:: PAGE EXTRACT ::

The islanders laughed when they saw the Volvo. Too low-slung, they said, for the bumpy Foula road that links the airstrip to the school and goes on up to the north end of the island, too smart to be sacrificed to the rust-inducing salt spray. Be careful where you park, his predecessor advised; one car stopped in front of the school gate and was turned over by the wind.
Mr Aiken has shipped out the Volvo and is bringing in a four-wheel drive.
He has lost two stone and learned to fish, make bread and keep a peat stove burning in the school kitchen - "one of my more unusual duties", he says.
"There's a real art to knowing how much air to give it."
Foula school is a sturdy pound;300,000 building put up by the Shetland island council in the mid-1990s to replace the original stone schoolhouse.
The steel girders and braces in the hall are designed to counter the gale-force winds that buffet the place and can blow away vehicles, people and parts of buildings.
There is just one large classroom where the mixed age group class is taught, a small office area, a hall and kitchen. On an island with almost no public facilities, the school is the main focus for the community, and a huge resource. Under Mr Aiken's leadership, it is already immaculately well-organised, bright and welcoming.
The school stands on the east side of the two-and-a-half by three-and-a-half mile island, with a hill behind it and the sea in front.
There are no trees on the island, although it is carpeted in summer with sea pinks, cotton grass and a small yellow flower called tormentil. The sweet air, silence and ever-changing light counter the bleakness of the cliffs rising from the sea.
The lolling oil barrels and pieces of rusted machinery littering the landscape are not an expression of environmental disinterest on the part of the islanders; in winter, storms pick up these items and toss them about.
While the island stays light almost around the clock in midsummer, it is dark through the winter months, with low, claustrophobic mists, driving rain and high winds. All travel to and from the island - by air or by sea - is "weather-dependent".
This term, which starts next week, Foula school will have five pupils; the roll rose from three this summer, when Mr Aiken's wife and two daughters joined him. There is a large grassy play area outside, fenced to keep the Shetland Foula sheep off. A lark nests in the uncut area of grass and the Great Skua seabirds - for which the island is famous in twitcher circles - wheel overhead. It's a far cry from Kettering, where Mr Aiken for three years was deputy head at the 220-pupil Broughton primary. "A new chapter in my life," he says.

:::
:: RECORD SET ::

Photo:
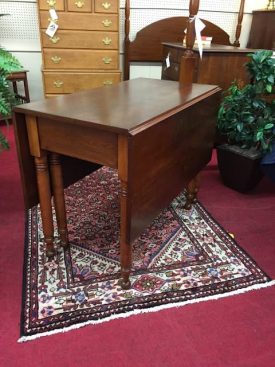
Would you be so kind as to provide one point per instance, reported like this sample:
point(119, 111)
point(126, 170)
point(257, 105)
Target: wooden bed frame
point(147, 46)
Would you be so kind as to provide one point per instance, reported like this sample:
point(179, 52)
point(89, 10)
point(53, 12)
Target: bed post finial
point(127, 41)
point(239, 25)
point(190, 32)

:::

▸ **WHAT TO DO**
Continue the article about Foula school above, picking up right after its last sentence.

▸ **IN RESPONSE**
Here, he is head, class teacher and special educational needs co-ordinator all rolled into one. The school telephone is a portable, to allow him to answer it wherever he is; its range stretches to the edge of the playground. Working with just three children last term - aged five, eight and 10, was "incredibly intensive". "It's like having a small literacy group all day," he says. "You have to be careful not to wear them out, and to let them work independently." Two of the pupils - Leanne and Daniel Ogg - are brother and sister. The other, five-year-old Robert Smith, is their cousin. Robert's two-year-old brother is looking forward to starting next year, when he will constitute a new nursery class. All are looking forward to the arrival of Jessica, eight, and Charlotte, four, whose labelled work trays await them.
Children on the island are different from their mainland counterparts, Mr Aiken says. "They're calm, focused, and used to organising their time.
They're not unaware of the outside world or naive, but they sometimes lack road awareness."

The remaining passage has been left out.